**PROBLEMS AND TASKS:**
1. Check each statement below against the post on Minirun and answer yes or no, backing each answer with the deciding words of the post quoted exactly. (a) Minirun is written in C++. (b) Minirun needs compiler extensions to be used. (c) The post was filed under the category compilers.
2. Write what comes next in the post on Minirun, picking up right after its final line.

**TEXT TO READ:**
Minirun, a minimalistic task-based runtime

Posted on 2024-04-21 in category parallelism

Some years ago, I was working with runtimes like OpenMP or OmpSs-2. These runtimes can run in what’s called task-based mode, and they allow you to write parallel code in a very simple way.

However, they both share something in common: They require compiler support in order to build the application, which is not very flexible. I was wondering how difficult it would be to implement a task-based runtime that doesn’t require compiler support, and that’s how Minirun was born.

Minirun is a minimalistic task-based runtime that doesn’t require compiler support. It’s written in C++ and it’s very simple to use and header-only, which does not require any compiler extensions and could be used in any C++ project.

Task based runtimes

Before we dive into Minirun, let’s explain a little bit about task-based runtimes. Task-based runtimes are a way to write parallel code in a very simple way.

The idea is to write tasks, which are small pieces of code that can be executed in parallel.

Let’s see the easiest example of a task using OpenMP taken from here:

#include <stdio.h>

int main()

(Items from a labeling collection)

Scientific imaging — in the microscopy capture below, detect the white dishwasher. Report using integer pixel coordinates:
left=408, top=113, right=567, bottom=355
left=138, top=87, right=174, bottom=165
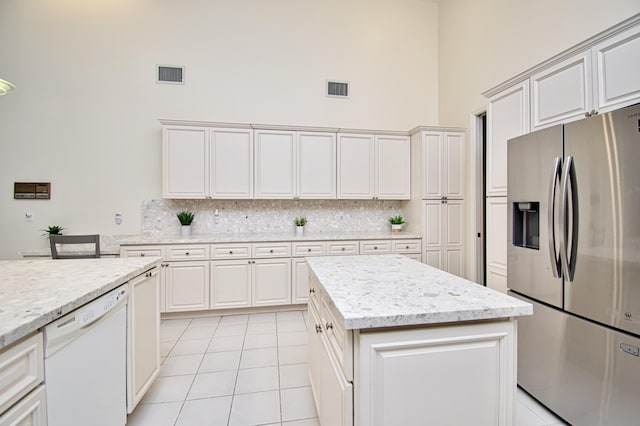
left=44, top=285, right=128, bottom=426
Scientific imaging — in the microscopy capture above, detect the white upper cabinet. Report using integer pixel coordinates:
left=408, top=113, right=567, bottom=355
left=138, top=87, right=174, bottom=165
left=255, top=130, right=296, bottom=199
left=338, top=134, right=411, bottom=200
left=530, top=51, right=593, bottom=130
left=209, top=128, right=253, bottom=199
left=375, top=136, right=411, bottom=200
left=296, top=132, right=336, bottom=200
left=591, top=23, right=640, bottom=112
left=486, top=80, right=529, bottom=197
left=338, top=134, right=375, bottom=199
left=162, top=126, right=209, bottom=198
left=422, top=131, right=465, bottom=199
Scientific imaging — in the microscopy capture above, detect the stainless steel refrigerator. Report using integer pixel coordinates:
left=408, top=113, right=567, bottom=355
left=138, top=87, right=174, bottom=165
left=507, top=105, right=640, bottom=425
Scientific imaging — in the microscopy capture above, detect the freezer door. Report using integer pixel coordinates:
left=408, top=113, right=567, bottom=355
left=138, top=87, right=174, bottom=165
left=510, top=293, right=640, bottom=426
left=507, top=126, right=562, bottom=307
left=564, top=105, right=640, bottom=335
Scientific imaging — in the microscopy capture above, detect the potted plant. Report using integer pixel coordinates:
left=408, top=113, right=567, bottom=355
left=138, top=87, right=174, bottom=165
left=42, top=225, right=64, bottom=237
left=176, top=210, right=195, bottom=237
left=293, top=216, right=307, bottom=235
left=389, top=214, right=405, bottom=233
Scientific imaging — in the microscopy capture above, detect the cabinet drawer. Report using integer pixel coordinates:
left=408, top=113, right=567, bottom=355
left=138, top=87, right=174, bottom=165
left=167, top=244, right=209, bottom=260
left=0, top=333, right=44, bottom=413
left=292, top=242, right=327, bottom=257
left=360, top=240, right=391, bottom=254
left=253, top=243, right=291, bottom=258
left=393, top=240, right=422, bottom=253
left=120, top=246, right=164, bottom=259
left=211, top=243, right=251, bottom=260
left=327, top=241, right=360, bottom=255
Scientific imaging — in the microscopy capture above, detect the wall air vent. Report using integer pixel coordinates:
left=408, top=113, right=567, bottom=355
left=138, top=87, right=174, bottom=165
left=156, top=65, right=184, bottom=84
left=327, top=80, right=349, bottom=98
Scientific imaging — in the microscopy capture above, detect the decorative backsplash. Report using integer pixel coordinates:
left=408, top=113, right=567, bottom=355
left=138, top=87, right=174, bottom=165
left=141, top=200, right=402, bottom=235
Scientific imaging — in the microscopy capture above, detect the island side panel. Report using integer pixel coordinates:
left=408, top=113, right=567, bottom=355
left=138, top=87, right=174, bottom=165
left=354, top=320, right=517, bottom=426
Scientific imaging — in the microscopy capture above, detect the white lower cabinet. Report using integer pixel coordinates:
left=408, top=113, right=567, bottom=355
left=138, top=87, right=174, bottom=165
left=165, top=261, right=209, bottom=312
left=358, top=321, right=516, bottom=426
left=0, top=385, right=47, bottom=426
left=127, top=268, right=160, bottom=413
left=211, top=260, right=251, bottom=309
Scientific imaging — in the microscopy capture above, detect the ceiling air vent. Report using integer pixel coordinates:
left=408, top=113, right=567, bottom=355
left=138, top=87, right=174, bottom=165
left=156, top=65, right=184, bottom=84
left=327, top=80, right=349, bottom=98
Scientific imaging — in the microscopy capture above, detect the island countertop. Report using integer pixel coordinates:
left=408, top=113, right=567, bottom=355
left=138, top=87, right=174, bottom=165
left=307, top=255, right=533, bottom=330
left=0, top=258, right=160, bottom=349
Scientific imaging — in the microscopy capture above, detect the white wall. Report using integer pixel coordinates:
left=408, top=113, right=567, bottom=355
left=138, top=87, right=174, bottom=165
left=0, top=0, right=438, bottom=259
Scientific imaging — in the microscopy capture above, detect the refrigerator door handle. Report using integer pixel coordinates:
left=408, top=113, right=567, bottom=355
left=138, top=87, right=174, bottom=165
left=548, top=157, right=562, bottom=278
left=560, top=155, right=578, bottom=282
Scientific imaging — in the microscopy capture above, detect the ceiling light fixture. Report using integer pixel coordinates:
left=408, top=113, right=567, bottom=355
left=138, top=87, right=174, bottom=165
left=0, top=78, right=16, bottom=96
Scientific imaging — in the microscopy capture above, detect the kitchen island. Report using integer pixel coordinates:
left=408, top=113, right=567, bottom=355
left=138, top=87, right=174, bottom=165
left=307, top=255, right=532, bottom=426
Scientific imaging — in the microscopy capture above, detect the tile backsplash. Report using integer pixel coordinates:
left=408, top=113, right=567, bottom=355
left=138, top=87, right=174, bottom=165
left=141, top=200, right=402, bottom=235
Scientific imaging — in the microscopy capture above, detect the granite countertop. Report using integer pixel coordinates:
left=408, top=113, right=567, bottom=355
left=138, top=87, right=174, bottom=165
left=307, top=255, right=533, bottom=330
left=20, top=231, right=422, bottom=258
left=0, top=257, right=160, bottom=349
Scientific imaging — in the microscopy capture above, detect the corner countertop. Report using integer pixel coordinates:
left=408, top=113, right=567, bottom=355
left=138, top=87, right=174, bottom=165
left=20, top=231, right=422, bottom=258
left=307, top=255, right=533, bottom=330
left=0, top=258, right=161, bottom=349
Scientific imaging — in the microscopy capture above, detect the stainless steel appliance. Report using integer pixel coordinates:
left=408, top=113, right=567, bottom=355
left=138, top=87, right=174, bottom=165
left=507, top=105, right=640, bottom=425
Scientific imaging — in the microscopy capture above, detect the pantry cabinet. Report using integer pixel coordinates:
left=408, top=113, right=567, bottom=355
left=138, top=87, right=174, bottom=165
left=423, top=200, right=464, bottom=276
left=338, top=133, right=411, bottom=200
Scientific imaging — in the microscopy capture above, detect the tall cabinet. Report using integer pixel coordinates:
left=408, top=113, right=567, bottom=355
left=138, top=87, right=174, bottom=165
left=406, top=127, right=466, bottom=276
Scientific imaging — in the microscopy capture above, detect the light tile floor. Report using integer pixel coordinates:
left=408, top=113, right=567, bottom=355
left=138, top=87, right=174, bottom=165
left=127, top=311, right=563, bottom=426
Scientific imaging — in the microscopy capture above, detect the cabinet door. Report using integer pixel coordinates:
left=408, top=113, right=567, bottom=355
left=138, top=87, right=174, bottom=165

**OUTPUTS FOR THE TASKS:**
1.
(a) Yes: "It’s written in C++"
(b) No: "which does not require any compiler extensions"
(c) No: "Posted on 2024-04-21 in category parallelism"

2.
{
    #pragma omp parallel
    {
        #pragma omp task
        printf("Hello world!\n");
    }
    return 0;
}

In this case, we are defining a “parallel region”, which is a region of the code that has threads available to execute tasks, and finally, we are defining the function printf as a task.

The parallel region ends when the program reaches the end of the parallel block between {}, and continues the execution only when all the tasks are finished, by default the number of tasks is the number of threads available in the system. So this will print “Hello world!” as many times as threads are available.

This is an easy example that does not use any dependencies nor data sharing between tasks, but it’s a good starting point to understand the concept of tasks.

Let’s complicate it a little bit, now, we want to modify the value of a variable in a task, and then print it in another task:

#include <stdio.h>

int main() {
    int number = 1;
    #pragma omp parallel
    {
        #pragma omp task
        {
            printf("I think the number is %d.\n", number);
            number++;
        }
    }
    return 0;
}

Which is the output of this program? The variable number is shared between tasks, so the output could be different depending on the order of execution of the tasks, and the number of threads available, the order in which tasks are executed is not guaranteed.

However, in this other example:

#include <stdio.h>

int main() {
    #pragma omp parallel
    {
    int number = 1;
        #pragma omp task
        {
            printf("I think the number is %d.\n", number);
            number++;
        }
    }
    return 0;
}

Now that the variable number is defined inside the parallel region, it’s private to each thread, so the output will always be “I think the number is 1.”.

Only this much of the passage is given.